Collection entries:
-- -- --

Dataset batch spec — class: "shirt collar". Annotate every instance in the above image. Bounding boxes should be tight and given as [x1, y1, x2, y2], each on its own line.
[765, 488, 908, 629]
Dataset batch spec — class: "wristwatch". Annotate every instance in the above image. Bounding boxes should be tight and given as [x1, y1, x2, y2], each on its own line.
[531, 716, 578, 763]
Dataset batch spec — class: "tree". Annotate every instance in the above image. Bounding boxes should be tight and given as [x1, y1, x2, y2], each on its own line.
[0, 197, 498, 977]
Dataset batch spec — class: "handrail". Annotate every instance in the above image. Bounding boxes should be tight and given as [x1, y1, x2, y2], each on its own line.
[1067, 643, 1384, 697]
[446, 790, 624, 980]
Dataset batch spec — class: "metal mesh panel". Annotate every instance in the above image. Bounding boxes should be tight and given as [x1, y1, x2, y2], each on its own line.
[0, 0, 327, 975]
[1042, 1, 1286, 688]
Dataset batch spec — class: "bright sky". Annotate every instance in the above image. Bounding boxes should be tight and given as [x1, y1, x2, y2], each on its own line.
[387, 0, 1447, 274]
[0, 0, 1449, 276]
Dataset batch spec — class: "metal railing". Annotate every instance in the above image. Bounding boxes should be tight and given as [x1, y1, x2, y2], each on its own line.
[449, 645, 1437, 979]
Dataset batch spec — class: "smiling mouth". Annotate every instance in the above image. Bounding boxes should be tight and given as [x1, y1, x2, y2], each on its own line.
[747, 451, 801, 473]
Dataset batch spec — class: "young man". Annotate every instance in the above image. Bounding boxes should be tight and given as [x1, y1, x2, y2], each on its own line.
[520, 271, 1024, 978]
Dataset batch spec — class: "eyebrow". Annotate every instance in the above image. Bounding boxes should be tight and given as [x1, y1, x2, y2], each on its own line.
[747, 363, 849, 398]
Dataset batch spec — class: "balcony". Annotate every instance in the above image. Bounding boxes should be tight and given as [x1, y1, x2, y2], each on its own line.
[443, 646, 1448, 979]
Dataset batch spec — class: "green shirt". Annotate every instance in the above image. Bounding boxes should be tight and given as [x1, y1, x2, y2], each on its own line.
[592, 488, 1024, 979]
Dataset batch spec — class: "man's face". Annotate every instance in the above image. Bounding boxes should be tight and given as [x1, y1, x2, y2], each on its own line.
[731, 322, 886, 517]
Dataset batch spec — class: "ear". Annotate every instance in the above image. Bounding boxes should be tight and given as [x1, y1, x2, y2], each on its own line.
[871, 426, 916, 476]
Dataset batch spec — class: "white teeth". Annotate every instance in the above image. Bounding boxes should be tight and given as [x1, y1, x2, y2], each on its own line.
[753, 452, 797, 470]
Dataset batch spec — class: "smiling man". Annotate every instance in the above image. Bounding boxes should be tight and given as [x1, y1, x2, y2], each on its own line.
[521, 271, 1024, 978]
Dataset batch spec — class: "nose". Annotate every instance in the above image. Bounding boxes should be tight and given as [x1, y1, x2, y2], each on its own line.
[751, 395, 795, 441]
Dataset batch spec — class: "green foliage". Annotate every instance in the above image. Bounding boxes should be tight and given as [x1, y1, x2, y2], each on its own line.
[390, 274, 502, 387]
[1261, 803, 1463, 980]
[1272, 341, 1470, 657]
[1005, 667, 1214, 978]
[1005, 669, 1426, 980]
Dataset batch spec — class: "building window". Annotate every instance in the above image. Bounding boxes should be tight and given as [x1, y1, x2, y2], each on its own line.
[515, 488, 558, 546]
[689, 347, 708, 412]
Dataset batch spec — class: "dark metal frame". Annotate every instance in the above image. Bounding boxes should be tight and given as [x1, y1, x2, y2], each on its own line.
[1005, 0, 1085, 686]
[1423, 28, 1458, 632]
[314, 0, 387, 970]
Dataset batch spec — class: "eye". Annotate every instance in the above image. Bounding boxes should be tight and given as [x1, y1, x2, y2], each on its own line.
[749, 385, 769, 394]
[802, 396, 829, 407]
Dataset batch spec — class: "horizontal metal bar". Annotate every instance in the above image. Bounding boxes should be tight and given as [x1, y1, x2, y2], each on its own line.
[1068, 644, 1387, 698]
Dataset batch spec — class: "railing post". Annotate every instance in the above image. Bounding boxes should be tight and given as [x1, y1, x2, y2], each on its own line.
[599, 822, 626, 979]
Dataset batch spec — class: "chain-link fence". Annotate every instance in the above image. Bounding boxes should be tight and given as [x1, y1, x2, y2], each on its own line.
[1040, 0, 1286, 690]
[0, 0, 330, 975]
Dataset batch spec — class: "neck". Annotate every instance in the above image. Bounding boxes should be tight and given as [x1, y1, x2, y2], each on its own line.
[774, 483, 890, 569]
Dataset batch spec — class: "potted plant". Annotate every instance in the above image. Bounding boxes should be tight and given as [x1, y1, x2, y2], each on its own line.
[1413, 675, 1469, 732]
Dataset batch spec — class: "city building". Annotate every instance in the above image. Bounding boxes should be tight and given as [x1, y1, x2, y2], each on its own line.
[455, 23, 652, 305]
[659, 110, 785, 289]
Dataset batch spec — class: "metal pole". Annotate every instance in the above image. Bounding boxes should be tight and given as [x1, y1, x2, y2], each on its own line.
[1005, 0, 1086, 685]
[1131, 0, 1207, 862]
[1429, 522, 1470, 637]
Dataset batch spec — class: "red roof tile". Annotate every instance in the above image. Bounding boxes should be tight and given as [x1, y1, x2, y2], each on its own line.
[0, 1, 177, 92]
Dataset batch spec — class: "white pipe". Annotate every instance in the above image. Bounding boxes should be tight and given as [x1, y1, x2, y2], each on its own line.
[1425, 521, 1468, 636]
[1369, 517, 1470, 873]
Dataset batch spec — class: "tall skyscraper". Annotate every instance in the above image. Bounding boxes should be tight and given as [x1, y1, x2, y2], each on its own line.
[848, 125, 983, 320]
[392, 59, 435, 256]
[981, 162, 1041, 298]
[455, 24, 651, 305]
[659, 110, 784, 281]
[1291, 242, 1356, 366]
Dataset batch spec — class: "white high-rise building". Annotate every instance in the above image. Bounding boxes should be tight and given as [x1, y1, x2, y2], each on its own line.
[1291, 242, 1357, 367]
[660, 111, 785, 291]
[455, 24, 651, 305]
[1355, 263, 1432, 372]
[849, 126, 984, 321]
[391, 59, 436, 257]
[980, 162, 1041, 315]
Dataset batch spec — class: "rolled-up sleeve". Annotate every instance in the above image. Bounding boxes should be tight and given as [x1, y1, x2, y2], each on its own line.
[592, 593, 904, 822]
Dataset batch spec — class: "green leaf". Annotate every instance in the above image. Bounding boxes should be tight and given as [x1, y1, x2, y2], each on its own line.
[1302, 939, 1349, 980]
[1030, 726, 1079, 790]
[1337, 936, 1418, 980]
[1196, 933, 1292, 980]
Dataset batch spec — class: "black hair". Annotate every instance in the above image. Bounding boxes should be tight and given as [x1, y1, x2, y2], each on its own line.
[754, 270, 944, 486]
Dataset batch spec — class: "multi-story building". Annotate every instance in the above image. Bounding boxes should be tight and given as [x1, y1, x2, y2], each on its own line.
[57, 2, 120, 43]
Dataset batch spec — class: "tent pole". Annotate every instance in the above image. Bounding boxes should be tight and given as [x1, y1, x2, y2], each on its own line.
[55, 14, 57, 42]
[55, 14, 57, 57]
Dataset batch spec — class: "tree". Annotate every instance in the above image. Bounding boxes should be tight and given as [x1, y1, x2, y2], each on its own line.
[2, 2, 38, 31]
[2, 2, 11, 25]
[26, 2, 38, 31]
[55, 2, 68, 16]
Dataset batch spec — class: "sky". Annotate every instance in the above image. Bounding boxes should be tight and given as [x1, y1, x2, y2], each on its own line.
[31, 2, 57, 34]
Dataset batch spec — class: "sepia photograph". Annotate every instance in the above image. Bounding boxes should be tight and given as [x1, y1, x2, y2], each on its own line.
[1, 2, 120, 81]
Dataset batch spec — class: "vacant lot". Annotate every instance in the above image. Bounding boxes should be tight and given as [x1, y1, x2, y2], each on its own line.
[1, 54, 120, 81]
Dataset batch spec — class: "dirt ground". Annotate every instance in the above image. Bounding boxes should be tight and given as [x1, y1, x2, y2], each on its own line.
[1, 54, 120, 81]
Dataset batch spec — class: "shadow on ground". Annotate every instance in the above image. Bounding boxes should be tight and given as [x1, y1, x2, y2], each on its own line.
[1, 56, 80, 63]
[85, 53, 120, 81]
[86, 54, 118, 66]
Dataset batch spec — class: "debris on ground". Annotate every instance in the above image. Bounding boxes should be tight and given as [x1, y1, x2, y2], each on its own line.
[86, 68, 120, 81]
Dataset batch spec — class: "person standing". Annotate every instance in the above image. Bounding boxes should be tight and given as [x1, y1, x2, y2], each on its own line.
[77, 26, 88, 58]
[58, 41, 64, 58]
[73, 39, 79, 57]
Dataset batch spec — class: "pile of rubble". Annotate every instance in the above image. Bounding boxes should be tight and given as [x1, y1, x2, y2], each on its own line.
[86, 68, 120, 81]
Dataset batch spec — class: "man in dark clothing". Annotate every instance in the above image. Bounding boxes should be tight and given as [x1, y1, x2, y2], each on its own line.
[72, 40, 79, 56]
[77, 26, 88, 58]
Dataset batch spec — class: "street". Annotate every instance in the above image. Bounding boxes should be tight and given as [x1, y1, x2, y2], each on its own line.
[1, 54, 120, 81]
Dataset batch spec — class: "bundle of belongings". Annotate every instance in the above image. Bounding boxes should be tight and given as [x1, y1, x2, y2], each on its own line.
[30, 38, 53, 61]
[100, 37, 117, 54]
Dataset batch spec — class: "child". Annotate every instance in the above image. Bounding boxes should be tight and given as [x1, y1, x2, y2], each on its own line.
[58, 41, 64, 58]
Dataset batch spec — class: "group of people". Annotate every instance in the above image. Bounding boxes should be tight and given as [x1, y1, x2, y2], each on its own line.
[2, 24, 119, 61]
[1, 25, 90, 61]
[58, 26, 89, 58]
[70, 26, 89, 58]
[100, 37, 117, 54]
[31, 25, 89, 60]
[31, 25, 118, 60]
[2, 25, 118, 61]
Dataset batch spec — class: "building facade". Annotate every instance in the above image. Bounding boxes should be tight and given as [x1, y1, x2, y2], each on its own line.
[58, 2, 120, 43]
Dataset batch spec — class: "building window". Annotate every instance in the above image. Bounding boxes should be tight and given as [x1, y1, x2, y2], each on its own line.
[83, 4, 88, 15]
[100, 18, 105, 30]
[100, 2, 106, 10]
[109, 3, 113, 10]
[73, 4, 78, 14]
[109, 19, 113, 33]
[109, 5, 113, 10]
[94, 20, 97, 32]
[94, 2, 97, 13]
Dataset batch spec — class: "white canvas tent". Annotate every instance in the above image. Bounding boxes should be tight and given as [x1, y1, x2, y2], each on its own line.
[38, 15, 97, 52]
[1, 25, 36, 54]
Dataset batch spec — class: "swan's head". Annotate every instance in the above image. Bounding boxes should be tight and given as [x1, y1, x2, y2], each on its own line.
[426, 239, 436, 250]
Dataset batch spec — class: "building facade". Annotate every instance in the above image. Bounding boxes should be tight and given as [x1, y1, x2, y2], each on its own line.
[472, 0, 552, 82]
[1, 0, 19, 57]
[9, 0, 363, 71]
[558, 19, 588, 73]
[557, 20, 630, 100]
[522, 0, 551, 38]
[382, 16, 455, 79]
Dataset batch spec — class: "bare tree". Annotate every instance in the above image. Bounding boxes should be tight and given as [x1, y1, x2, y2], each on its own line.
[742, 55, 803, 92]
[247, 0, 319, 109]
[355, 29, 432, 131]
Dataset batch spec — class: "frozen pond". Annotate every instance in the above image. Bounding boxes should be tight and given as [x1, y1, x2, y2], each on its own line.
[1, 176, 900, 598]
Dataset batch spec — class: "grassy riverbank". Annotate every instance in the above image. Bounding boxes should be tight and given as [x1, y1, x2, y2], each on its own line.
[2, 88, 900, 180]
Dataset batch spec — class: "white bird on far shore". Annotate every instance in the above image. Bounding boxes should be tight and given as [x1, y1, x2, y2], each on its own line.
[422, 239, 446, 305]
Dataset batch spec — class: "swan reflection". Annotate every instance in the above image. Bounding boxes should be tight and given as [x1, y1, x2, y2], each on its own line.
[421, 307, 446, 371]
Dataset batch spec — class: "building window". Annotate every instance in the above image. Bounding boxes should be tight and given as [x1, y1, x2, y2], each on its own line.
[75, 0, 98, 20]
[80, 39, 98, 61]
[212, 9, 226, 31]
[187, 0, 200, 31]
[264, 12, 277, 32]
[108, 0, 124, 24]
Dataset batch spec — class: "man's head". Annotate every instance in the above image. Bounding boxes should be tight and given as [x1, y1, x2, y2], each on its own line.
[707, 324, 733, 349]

-- -- --

#### [BRIEF]
Set down no line except those from the one with "bird on far" to the last line of the data, inclusive, each exactly as written.

#### [TASK ANSWER]
Dataset batch spec — class: "white bird on far shore". Annotate every instance in the above image. Bounding boxes should be tight and given as [x1, y1, x2, y2], each on its own line.
[422, 239, 446, 305]
Dataset batch spec — class: "swan reflection". Annotate every instance in the above image. Bounding boxes should be tight and given as [x1, y1, x2, y2], each on its own line.
[421, 307, 446, 371]
Dataset batch spec — class: "building window". Annotate every instance in the above image. Bounding boxes should be tight and given as [x1, y1, x2, y2], each on its own line.
[75, 0, 98, 20]
[80, 39, 98, 61]
[212, 9, 226, 31]
[187, 0, 200, 31]
[264, 12, 277, 32]
[108, 0, 124, 24]
Dataset batch spec — class: "man's head". Annotate every instance in the above image. Bounding boxes should be tight and given as [x1, y1, x2, y2], each on its own line.
[707, 324, 733, 349]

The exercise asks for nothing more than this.